**Given text**
====================

Earlham Park Golf Club, Norwich.
In the 1700s Earlham Park was the home of the Gurney family, who helped found Barclays Bank. Elizabeth Gurney became famous after her marriage as Elizabeth Fry, the well known prison reform campaigner.
In the late 1920s, as part of a scheme to provide employment following the war, Norwich City Council purchased Earlham Hall and its 365 acres for £20,000, and 120 acres of the land was used for the golf course. There was considerable opposition to the building of the course in the early stages but, despite this, the 18 hole course (completed in March 1931) eventually opened in April 1932. The opening ceremony was conducted by the Lord Mayor, Mr G E White who played the opening stroke. The ball was retrieved, mounted, inscribed and presented to the Mayor as a memento. The cost of the course was £13,027 and was originally intended as an artisans course, providing golf at a lower cost than at courses which were not subsidised by the local authority. Sunday play was allowed. Local hotels were the Maid’s Head and Royal.
In 1935 visitors’ fees were 1/6d a round, 2/6d a day and 15/- a month.
Prior to and just following WW2 the course was known as Norwich Municipal Golf Club. Membership in 1940 was 140 and had surprisingly risen to 220 by 1947. This is unusual as, following the War, membership at many clubs was drastically reduced. The SSS was 78. Visitors’ fees in 1940 were 1/6d a round, 2/6d a day and 15/- per month, rising in 1947 to 2/6d a round and 4/- a day during the week, and 3/6d a round and 5/- a day at weekend.
During WWII part of the course was used for agriculture, but this land was reclaimed following the conflict, and the course restored to eighteen-holes. The council were constantly concerned about the running costs of the course, and there were plans to close the club in the 1940s, but there was a reprieve.
In 1952 finances were again a major concern and the club was given five years to prove its viability. Despite this, and because of sound management, the club managed to reach its Silver Jubilee in 1955.
Earlham in 1957 was 6,124 in length and had a par of 72, 35 out and 37 in. There was only one par 5 out compared with four par fives on the back nine. Many famous players visited Earlham including Max Faulkner, Bobby Locke and John Jacobs. Dai Rees also played there and returned a score of 65.
|1935||Captain A Sandys Winsch, Park Superintendant, 22 Giles Street, Norwich.|
|1930s/40s||A S Chesterton, Guildhall, Norwich.|
|1950s (mid)||E W Everitt, 45 Clarendon Road, Norwich.|
|1960s||S J Cheetleburgh|
|1935/40||E A Massey (pro) H T Sunderland (gk)|
|1947/50s||Leslie Ball (pro)|
|1960s||Leslie Ball (pro) W R Brunt (gk)|
|1960s (mid)||G Warnes (gk)|
In the mid 1950s the SSS and Par was 71. The course was reduced to nine holes in the 1960s and the club’s future looked bleak. The revised 9 hole course had a total yardage of 6,060 with a SSS of 68 and Par of 72 and a membership of 150. Visitors’ fees were 6/- a round and 7/6d a day, and at weekends and Bank Holidays 7/6d a round and 10/- a day. The station at Thorpe was 3 miles away and there was a bus service available on routes 79,80 and 86.

====================

**Work to complete**
(a) Answer these questions about the Earlham Park Golf Club history, one line each:
(i) How much did Norwich City Council pay for Earlham Hall and its 365 acres?
(ii) What was the club's membership in 1947?
(iii) Which visiting player returned a score of 65?
(b) Extend the Earlham Park Golf Club history by writing the next passage, picking up after its final sentence.
The lines that come after this are not needed for any of the work here.

====================

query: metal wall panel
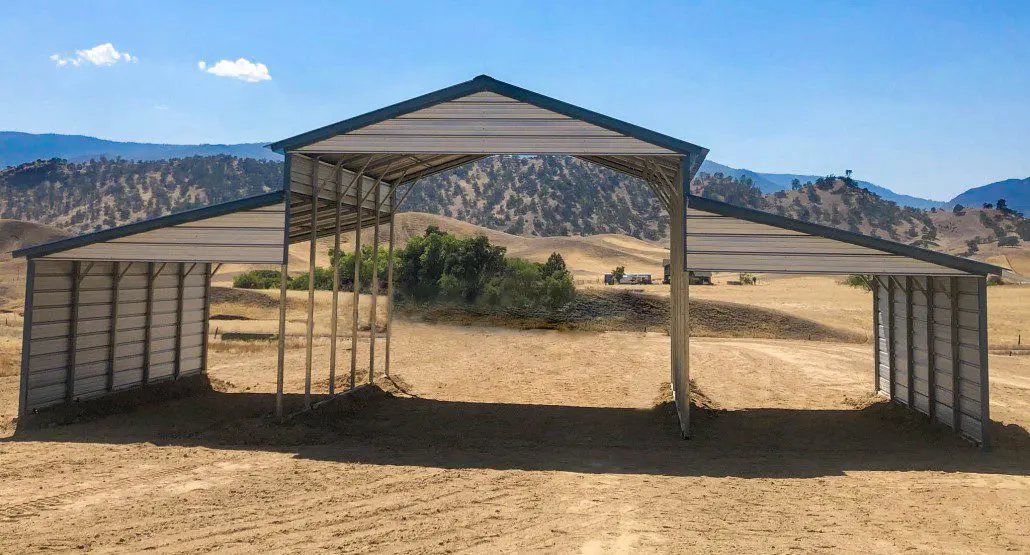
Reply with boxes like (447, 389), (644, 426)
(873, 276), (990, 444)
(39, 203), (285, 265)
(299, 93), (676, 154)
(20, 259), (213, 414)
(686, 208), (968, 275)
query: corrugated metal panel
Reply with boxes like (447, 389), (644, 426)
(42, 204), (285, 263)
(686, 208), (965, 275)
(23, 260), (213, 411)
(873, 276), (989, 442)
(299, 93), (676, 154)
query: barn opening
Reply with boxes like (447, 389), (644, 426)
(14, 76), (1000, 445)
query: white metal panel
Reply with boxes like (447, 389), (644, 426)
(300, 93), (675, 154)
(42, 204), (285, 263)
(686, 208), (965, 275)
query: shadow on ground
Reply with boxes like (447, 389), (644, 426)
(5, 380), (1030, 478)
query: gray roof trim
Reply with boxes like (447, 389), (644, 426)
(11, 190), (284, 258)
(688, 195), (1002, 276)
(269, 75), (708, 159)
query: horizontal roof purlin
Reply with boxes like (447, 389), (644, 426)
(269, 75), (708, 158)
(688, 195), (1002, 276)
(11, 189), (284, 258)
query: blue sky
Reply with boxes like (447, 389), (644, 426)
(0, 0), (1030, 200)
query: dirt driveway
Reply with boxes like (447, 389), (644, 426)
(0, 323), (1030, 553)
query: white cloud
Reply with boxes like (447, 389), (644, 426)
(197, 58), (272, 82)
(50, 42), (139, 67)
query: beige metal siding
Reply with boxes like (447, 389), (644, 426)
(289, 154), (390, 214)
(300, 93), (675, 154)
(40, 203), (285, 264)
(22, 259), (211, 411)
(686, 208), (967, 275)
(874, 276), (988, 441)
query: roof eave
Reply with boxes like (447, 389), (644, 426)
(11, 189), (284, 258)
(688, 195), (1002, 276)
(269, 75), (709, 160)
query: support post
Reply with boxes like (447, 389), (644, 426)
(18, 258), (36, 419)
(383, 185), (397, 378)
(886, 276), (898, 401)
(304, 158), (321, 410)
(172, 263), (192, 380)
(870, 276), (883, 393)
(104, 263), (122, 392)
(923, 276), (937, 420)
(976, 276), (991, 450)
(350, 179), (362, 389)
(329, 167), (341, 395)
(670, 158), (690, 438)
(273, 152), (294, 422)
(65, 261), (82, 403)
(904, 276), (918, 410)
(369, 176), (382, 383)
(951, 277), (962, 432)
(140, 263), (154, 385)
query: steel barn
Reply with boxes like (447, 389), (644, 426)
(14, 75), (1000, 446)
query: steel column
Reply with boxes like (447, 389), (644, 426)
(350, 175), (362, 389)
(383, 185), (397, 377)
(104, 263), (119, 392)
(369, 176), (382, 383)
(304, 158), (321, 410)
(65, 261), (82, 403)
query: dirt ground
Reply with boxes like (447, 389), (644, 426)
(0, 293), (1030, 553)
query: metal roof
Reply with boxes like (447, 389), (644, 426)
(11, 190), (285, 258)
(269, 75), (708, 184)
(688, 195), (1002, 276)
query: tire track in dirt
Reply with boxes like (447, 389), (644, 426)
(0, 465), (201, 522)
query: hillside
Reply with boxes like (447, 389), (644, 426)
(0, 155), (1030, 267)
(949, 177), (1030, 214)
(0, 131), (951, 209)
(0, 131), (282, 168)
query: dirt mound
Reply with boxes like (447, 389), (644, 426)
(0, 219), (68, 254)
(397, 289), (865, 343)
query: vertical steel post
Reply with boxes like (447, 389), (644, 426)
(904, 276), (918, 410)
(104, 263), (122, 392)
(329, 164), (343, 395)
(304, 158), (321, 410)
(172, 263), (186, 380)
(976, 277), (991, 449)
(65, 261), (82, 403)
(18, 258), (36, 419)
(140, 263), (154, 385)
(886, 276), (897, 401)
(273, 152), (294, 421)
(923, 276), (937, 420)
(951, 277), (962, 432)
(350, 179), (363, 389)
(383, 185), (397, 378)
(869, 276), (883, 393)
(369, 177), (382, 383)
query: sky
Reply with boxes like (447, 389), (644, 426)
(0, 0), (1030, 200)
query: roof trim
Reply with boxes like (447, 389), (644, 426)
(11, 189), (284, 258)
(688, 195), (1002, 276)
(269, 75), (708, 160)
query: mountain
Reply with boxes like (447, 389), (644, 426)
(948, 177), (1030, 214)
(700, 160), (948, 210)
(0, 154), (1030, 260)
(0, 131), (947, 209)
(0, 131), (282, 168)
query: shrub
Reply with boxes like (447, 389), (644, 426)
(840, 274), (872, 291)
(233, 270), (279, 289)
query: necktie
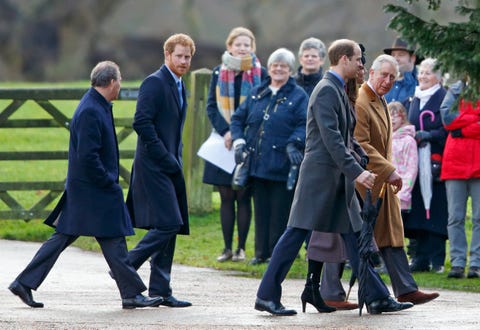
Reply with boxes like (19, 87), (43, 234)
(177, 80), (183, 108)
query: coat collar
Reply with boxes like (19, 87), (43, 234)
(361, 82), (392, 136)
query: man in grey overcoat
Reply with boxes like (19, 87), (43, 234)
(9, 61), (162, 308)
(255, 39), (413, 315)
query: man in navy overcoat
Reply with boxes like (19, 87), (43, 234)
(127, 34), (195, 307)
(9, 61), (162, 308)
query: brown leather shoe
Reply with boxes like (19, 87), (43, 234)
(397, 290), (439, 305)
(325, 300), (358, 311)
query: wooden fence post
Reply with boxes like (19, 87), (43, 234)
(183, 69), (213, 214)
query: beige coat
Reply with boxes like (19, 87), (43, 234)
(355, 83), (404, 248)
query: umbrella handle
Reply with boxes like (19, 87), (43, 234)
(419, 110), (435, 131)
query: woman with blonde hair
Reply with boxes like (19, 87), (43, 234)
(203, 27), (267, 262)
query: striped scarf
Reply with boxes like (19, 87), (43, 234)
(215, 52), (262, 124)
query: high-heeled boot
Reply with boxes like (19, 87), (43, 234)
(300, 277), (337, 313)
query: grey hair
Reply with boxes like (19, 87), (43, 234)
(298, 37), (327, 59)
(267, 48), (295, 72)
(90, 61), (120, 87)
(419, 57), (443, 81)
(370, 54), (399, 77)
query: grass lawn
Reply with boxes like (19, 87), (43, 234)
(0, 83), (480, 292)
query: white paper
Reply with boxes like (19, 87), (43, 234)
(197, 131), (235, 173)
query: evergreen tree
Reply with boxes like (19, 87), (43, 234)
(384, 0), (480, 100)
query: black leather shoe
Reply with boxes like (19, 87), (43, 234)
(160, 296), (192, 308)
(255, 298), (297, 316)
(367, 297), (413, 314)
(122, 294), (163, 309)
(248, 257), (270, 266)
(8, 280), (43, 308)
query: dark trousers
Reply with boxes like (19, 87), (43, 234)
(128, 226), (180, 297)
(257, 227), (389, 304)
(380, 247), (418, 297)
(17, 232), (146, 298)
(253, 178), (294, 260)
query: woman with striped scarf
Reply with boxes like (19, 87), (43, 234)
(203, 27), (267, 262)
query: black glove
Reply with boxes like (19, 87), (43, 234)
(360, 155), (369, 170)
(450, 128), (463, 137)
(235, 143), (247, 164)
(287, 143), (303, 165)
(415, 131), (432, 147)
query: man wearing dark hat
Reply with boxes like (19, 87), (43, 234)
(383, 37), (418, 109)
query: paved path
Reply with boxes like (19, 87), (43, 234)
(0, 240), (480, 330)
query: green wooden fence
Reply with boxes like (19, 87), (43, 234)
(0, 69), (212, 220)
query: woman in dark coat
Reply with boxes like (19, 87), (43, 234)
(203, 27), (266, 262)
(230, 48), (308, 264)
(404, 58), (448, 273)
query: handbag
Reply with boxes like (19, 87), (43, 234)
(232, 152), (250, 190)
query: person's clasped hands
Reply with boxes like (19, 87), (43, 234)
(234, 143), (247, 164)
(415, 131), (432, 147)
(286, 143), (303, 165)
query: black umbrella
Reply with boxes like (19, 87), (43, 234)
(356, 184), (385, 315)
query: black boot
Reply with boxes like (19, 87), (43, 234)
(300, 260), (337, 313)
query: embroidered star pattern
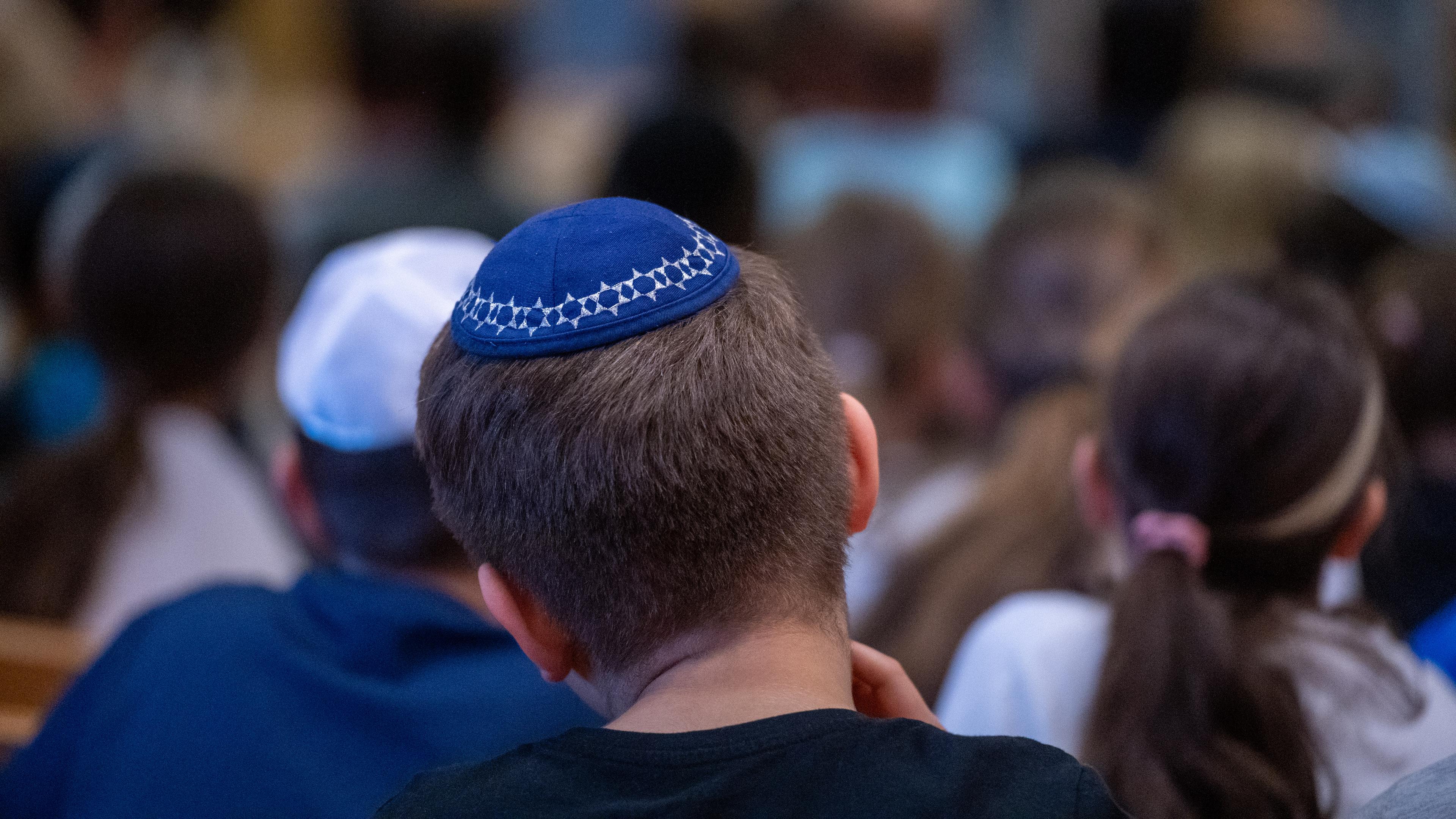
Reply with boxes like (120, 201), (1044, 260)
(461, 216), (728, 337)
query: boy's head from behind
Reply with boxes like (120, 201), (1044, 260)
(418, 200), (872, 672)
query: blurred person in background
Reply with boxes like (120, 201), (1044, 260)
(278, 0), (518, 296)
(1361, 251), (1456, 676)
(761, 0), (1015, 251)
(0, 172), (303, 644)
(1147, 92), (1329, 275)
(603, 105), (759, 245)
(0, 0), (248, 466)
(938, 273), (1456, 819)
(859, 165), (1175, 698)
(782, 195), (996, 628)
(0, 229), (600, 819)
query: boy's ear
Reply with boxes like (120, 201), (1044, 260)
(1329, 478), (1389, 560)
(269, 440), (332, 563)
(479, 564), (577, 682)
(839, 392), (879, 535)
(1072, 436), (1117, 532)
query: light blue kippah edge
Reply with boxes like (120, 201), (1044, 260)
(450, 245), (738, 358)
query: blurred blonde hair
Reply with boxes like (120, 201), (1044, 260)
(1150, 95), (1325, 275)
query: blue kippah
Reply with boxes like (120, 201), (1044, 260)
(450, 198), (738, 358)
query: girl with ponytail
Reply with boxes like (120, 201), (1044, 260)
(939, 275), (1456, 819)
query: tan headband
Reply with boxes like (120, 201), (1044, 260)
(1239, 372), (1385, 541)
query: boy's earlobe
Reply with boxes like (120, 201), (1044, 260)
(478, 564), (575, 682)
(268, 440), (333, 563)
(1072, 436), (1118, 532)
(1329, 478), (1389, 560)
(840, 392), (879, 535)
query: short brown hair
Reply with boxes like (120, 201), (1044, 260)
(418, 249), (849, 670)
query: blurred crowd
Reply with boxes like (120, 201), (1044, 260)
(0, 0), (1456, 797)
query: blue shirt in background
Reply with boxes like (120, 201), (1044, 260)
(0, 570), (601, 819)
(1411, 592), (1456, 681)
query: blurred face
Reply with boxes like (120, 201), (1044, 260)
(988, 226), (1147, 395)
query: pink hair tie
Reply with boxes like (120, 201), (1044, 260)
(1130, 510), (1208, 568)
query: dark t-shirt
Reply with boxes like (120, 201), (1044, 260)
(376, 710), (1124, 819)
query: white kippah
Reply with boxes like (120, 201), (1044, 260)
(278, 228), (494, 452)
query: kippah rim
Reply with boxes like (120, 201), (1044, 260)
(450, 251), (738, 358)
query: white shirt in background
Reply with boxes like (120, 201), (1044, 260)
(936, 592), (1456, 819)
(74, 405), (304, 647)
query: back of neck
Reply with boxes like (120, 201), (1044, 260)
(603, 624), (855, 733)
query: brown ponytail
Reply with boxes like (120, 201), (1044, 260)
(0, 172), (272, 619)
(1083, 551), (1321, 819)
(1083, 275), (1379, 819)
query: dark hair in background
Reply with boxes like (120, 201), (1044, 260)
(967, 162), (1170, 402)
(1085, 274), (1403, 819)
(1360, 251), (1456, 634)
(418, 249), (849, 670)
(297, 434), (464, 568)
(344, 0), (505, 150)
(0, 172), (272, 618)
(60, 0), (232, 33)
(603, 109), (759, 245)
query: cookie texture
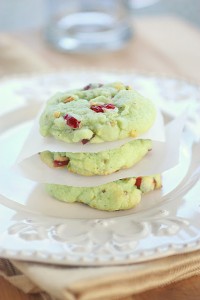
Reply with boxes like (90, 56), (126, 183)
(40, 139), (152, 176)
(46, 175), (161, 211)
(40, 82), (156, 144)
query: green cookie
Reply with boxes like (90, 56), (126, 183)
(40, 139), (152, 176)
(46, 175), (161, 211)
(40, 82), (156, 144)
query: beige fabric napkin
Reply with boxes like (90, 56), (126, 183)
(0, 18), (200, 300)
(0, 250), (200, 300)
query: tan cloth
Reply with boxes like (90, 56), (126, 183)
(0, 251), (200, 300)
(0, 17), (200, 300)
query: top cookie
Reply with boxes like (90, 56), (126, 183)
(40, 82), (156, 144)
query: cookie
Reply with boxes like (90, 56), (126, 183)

====================

**Responses in order**
(a)
(i) £20,000
(ii) 220
(iii) Dai Rees

(b)
Despite valiant attempts by both members and outsiders to save the club they failed. In January 1966 a last get together was arranged, defeat was accepted, and Earlham Golf Club closed its doors for the final time.
Thanks to Christopher Weston who runs his own Norfolk archive. Christopher has carried out research on Earlham Golf Club and has shared his findings with us below:-
"Following Bluebell Road from the Eaton end towards Earlham Road, pass South Park Avenue and on the next bend, is North Park Avenue. At that spot - to the left - is what looks like a tree belt beyond which is a long grassy area. Before the University of East Anglia, the Broad didn't exist, but that long stretch of grass is where (at the furthest end from the road) was the 17th green and nearby, the 18th Tee. The long grass heading back towards Bluebell Road was the Fairway to the 18th green. On arrival, a short walk led back to the Clubhouse complex and shop. I was interested to find this "inter-hole" stretch still looks just as it did when the course was open.
On most Saturday mornings during the 1950s, I was my father's 'trolley puller' and recall one of the green-keepers telling us of aircraft parts once found on parts of the course, after a wartime incident.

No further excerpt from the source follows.